» **Direction**: Show each line of the material below that contains the word "black". Letter case must match.

» **Material to process**:
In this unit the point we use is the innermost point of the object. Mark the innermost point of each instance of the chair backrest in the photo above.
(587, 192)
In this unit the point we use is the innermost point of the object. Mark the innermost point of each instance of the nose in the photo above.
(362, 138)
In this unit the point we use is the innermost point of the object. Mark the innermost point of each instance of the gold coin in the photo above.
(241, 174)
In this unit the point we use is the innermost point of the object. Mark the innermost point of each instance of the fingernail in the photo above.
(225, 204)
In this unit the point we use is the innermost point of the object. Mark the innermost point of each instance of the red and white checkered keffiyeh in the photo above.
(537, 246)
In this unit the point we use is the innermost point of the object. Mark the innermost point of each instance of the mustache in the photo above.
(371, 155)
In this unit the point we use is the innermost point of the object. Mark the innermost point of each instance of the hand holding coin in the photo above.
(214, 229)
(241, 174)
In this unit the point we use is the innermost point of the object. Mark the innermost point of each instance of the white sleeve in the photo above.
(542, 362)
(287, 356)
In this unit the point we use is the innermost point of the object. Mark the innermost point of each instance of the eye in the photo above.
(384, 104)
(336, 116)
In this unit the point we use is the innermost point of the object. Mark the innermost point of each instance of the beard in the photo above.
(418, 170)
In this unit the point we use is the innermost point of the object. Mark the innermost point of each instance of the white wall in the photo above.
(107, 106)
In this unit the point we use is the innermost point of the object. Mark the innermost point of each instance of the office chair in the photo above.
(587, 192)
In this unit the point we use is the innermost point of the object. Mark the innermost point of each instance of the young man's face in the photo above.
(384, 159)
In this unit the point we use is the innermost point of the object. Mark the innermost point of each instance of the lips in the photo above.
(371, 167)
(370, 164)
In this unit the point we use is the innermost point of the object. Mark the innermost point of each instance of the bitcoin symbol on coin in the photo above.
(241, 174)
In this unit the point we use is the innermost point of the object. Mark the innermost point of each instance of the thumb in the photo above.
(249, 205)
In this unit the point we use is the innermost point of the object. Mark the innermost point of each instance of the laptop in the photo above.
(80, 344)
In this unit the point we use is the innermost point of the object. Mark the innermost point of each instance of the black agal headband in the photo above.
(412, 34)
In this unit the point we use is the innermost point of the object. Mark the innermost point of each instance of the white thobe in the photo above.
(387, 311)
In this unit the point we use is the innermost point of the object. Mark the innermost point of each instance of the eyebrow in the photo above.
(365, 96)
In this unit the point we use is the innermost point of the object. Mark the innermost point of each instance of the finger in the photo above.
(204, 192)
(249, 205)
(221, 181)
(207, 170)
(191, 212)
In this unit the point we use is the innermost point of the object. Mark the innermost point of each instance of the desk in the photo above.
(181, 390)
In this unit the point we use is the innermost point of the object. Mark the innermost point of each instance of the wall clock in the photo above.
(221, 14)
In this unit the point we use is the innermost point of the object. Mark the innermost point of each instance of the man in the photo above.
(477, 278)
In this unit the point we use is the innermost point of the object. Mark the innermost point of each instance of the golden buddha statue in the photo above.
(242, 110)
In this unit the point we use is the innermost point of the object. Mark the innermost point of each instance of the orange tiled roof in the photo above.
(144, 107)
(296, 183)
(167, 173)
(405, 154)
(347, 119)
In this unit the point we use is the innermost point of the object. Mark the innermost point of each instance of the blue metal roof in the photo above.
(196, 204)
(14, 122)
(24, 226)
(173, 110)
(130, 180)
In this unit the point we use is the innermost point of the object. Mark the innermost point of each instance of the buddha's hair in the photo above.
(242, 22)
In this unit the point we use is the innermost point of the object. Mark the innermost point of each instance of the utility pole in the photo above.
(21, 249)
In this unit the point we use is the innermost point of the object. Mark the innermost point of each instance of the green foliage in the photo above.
...
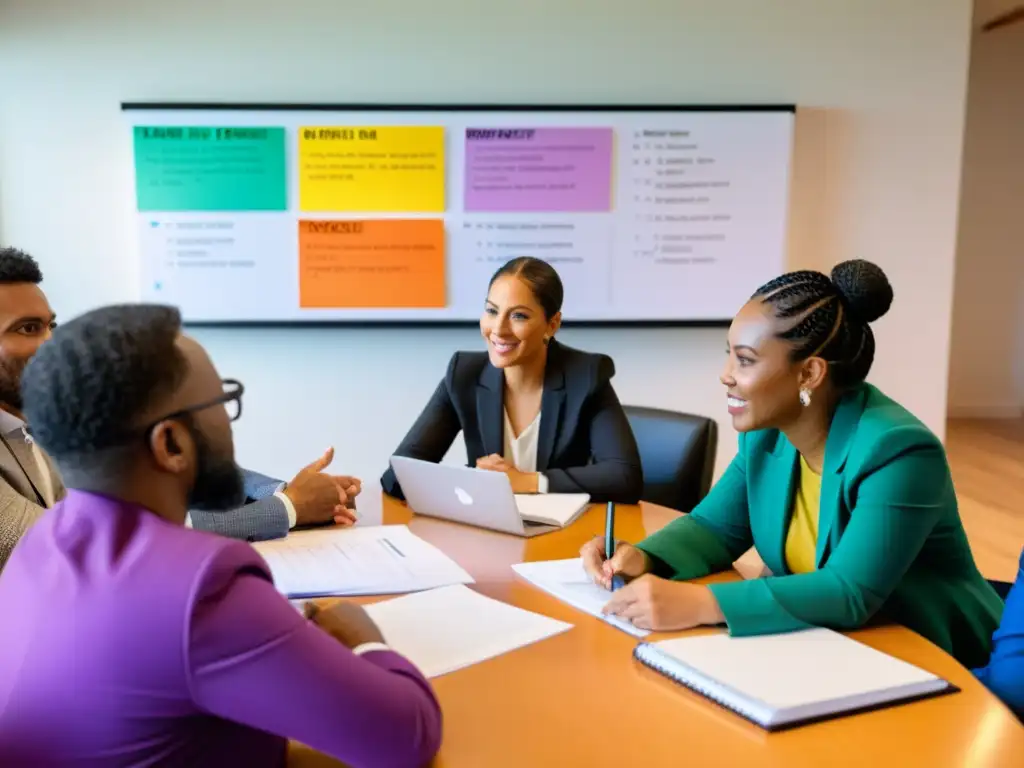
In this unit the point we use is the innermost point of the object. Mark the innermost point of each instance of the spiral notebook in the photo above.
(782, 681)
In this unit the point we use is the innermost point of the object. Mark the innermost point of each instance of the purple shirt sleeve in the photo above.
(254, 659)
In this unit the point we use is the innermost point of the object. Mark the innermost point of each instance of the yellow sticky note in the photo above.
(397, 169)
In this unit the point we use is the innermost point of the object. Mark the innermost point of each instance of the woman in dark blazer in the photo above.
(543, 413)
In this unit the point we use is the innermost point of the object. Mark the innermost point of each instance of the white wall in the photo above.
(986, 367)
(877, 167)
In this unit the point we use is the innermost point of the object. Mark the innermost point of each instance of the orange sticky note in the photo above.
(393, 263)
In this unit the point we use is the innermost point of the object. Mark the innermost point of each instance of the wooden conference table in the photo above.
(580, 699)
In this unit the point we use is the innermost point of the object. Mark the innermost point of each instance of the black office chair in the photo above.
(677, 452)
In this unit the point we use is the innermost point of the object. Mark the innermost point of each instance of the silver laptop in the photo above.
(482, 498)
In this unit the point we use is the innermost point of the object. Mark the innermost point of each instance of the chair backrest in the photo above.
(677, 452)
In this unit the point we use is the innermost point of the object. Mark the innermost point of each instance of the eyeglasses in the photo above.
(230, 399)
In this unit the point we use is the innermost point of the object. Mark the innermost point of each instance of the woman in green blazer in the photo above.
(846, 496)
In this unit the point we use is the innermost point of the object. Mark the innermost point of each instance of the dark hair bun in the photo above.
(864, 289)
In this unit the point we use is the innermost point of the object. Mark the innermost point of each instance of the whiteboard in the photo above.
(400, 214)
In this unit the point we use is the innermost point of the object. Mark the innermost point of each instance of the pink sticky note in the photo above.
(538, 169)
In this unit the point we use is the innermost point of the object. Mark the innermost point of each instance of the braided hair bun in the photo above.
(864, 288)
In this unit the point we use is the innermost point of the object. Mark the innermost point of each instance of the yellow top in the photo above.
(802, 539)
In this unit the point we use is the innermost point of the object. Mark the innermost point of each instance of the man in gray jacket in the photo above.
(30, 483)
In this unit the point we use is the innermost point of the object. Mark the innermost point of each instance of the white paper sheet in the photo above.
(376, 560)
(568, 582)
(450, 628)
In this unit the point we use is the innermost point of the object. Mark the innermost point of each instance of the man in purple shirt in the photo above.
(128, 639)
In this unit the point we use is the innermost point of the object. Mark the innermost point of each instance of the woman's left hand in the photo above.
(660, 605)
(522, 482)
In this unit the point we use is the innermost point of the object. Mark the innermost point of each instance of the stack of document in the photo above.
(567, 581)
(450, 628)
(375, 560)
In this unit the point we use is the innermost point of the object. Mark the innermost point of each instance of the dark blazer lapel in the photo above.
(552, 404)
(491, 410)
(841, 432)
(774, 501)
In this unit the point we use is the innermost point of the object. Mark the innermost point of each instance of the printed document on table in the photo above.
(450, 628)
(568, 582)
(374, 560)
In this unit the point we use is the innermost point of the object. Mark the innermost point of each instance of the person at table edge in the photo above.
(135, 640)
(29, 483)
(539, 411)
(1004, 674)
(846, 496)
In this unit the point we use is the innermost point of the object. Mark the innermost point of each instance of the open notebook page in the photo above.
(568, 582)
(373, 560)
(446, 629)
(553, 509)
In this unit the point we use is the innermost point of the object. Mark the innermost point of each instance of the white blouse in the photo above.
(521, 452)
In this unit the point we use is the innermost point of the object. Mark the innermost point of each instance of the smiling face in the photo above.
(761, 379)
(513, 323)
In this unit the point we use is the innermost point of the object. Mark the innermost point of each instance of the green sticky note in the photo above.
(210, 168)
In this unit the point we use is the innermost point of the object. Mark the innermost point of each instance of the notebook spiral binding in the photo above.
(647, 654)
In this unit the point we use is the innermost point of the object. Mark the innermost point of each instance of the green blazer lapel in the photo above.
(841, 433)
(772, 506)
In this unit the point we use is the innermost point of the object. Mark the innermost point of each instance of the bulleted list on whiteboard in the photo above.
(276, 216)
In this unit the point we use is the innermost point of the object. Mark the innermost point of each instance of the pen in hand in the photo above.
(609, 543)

» **Reply to the exercise**:
In this unit the point we use is the innermost point of the object. Mark the innermost point of each instance of the black agal headband in the photo above.
In this unit the point we use is the innermost point of the object. Mark the innermost point of each instance of the black office chair in the photo above.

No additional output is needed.